→ **What is being asked**
As the answer, give a copy of each line below that includes the word "target".

(Stored data entries)
::::::
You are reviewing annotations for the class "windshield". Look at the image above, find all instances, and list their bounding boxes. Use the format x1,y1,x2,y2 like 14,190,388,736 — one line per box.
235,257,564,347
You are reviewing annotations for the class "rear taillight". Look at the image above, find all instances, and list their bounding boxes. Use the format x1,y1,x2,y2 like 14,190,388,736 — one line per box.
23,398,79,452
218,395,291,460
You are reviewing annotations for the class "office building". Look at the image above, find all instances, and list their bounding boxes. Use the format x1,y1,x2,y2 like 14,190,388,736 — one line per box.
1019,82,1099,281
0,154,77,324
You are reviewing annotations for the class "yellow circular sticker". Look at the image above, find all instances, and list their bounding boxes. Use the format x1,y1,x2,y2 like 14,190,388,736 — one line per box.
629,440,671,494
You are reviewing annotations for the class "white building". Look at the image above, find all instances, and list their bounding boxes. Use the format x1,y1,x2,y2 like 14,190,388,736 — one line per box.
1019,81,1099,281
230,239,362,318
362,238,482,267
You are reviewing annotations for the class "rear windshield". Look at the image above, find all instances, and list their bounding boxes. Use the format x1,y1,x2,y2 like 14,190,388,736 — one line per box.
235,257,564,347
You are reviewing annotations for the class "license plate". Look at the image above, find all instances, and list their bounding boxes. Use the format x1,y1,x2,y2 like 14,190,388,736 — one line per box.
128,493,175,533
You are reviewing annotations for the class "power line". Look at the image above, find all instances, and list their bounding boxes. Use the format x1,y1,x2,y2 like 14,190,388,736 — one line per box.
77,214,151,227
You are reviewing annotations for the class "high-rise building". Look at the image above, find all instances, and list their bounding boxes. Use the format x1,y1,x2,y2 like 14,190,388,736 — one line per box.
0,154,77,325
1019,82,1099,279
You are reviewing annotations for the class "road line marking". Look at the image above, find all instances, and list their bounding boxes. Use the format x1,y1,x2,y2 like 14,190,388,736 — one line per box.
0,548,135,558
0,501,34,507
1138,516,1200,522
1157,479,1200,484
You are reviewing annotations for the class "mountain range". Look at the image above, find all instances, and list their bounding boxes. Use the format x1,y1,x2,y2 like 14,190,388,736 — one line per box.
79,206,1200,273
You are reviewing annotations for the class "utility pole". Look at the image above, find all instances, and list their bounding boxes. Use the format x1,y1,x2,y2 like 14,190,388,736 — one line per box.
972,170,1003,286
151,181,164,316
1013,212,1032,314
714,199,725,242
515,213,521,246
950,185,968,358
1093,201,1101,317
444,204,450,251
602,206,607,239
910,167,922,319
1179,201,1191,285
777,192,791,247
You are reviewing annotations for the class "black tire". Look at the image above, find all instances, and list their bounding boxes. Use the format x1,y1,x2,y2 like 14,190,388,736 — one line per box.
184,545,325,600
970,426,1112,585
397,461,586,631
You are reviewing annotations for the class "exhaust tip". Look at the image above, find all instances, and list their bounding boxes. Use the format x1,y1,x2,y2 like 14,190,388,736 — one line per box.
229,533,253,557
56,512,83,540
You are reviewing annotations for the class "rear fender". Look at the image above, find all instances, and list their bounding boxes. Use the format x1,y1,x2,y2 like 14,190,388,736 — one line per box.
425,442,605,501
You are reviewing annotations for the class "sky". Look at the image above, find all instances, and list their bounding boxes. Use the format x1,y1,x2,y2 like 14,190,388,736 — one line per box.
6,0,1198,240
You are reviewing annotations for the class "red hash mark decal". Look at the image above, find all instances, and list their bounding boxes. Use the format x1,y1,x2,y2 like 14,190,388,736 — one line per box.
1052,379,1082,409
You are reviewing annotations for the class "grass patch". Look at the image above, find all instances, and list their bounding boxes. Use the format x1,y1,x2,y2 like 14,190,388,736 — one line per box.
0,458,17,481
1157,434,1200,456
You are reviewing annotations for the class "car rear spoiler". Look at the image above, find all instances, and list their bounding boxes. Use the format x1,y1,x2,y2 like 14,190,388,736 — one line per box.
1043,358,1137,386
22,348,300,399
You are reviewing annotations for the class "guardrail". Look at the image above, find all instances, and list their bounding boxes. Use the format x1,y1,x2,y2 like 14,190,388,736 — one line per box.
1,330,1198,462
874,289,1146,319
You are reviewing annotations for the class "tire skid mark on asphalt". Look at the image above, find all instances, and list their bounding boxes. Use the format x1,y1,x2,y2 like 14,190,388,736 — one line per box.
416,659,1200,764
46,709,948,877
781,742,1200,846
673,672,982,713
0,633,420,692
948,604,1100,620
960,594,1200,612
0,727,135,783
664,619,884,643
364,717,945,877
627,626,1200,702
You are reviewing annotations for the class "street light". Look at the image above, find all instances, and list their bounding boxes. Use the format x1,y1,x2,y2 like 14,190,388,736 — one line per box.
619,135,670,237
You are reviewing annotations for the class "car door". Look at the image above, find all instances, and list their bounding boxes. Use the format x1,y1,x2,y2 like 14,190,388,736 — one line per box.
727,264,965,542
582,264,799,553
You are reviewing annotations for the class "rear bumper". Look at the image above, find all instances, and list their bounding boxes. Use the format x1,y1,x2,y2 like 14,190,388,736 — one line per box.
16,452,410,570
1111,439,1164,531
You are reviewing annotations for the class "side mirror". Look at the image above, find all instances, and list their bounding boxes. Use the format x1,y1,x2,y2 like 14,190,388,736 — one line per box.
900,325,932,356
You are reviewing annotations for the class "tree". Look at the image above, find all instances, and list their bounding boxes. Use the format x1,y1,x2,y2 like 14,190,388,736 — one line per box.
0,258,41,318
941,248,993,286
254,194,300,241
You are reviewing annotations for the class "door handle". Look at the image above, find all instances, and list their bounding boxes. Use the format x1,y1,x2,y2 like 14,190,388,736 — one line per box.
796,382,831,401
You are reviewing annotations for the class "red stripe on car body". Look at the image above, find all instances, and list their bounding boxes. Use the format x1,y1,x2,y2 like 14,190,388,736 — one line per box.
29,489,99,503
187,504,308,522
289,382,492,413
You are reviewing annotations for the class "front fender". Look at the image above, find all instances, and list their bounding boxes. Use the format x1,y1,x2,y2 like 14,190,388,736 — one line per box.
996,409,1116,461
::::::
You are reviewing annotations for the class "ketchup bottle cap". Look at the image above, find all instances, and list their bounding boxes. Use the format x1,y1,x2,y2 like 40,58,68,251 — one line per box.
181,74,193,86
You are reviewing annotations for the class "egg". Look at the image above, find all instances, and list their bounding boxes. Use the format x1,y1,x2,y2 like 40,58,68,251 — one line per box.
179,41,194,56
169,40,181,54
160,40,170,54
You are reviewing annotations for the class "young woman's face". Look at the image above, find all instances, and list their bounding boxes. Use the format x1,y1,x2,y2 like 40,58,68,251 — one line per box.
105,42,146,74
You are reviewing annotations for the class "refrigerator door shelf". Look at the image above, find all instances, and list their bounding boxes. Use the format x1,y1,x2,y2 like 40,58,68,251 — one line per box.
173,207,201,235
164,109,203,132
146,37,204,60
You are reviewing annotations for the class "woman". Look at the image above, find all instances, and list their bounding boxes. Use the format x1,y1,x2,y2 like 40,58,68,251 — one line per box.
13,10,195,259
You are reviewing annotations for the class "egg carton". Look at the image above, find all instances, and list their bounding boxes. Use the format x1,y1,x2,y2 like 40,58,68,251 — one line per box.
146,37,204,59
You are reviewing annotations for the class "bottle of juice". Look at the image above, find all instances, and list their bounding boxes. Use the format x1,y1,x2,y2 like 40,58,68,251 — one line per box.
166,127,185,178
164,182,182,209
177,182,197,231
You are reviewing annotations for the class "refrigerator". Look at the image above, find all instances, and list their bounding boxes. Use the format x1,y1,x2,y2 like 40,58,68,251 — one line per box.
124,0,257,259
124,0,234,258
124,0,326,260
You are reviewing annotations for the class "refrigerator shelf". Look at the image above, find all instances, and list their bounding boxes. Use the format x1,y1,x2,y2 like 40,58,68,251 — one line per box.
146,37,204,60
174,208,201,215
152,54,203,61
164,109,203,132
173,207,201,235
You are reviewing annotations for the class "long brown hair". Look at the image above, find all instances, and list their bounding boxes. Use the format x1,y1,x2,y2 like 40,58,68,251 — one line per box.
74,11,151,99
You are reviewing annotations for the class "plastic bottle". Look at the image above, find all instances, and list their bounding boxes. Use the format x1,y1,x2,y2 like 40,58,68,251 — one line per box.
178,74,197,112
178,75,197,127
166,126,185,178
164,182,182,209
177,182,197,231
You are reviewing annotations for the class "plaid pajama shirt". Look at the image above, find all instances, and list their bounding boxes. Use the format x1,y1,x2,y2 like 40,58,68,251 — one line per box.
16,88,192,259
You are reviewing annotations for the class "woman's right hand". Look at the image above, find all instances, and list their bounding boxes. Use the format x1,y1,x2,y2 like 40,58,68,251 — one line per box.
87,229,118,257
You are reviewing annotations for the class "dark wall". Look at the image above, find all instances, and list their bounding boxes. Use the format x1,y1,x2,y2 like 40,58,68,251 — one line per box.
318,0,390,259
::::::
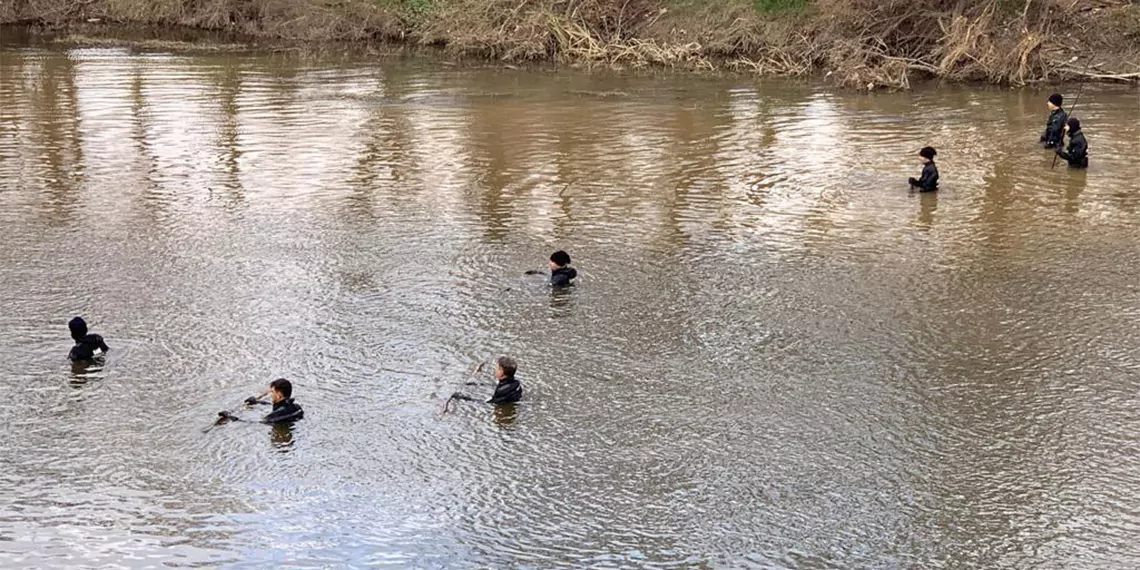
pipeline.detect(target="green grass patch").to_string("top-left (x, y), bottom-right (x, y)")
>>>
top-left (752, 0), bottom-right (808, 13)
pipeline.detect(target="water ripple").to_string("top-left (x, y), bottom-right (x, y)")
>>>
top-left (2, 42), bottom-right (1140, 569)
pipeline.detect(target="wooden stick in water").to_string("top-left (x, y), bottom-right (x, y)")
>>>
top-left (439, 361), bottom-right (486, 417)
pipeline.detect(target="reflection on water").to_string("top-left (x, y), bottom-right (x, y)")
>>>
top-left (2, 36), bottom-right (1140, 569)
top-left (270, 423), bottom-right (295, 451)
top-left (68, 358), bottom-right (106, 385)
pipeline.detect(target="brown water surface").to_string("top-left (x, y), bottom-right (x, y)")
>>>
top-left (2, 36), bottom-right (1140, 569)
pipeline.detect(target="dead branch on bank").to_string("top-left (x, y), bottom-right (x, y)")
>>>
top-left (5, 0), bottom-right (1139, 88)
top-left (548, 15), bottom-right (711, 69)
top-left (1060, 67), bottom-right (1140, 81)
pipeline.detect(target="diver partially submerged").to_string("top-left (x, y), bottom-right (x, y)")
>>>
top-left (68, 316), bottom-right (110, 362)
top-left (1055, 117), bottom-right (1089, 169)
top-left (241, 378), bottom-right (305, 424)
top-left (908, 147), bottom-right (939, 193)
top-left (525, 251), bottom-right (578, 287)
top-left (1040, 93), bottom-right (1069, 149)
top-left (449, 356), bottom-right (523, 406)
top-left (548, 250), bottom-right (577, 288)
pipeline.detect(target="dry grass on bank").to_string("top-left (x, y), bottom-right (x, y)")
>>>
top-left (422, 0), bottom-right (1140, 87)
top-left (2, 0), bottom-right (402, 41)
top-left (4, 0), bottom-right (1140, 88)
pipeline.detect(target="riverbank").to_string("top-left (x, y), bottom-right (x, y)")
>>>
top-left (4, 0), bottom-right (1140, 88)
::::::
→ **Exercise answer**
pipeline.detect(target="green grass patch").to_string("top-left (x, y), bottom-right (x, y)")
pipeline.detect(target="water ripple").to_string("top-left (x, y), bottom-right (x, y)")
pipeline.detect(target="wooden stick in water").to_string("top-left (x, y), bottom-right (x, y)")
pipeline.detect(target="reflection on water").to_string("top-left (x, y), bottom-right (x, y)")
pipeline.detect(target="brown water surface").to_string("top-left (x, y), bottom-right (x, y)")
pipeline.detect(target="dead branch on bank").to_string("top-left (x, y), bottom-right (x, y)")
pipeline.detect(target="diver partially submerged").to_string("top-left (x, y), bottom-right (x, y)")
pipeline.detect(target="dry grass on bank").to_string("top-left (x, y), bottom-right (x, y)")
pipeline.detect(target="riverbank").to_string("top-left (x, y), bottom-right (x, y)")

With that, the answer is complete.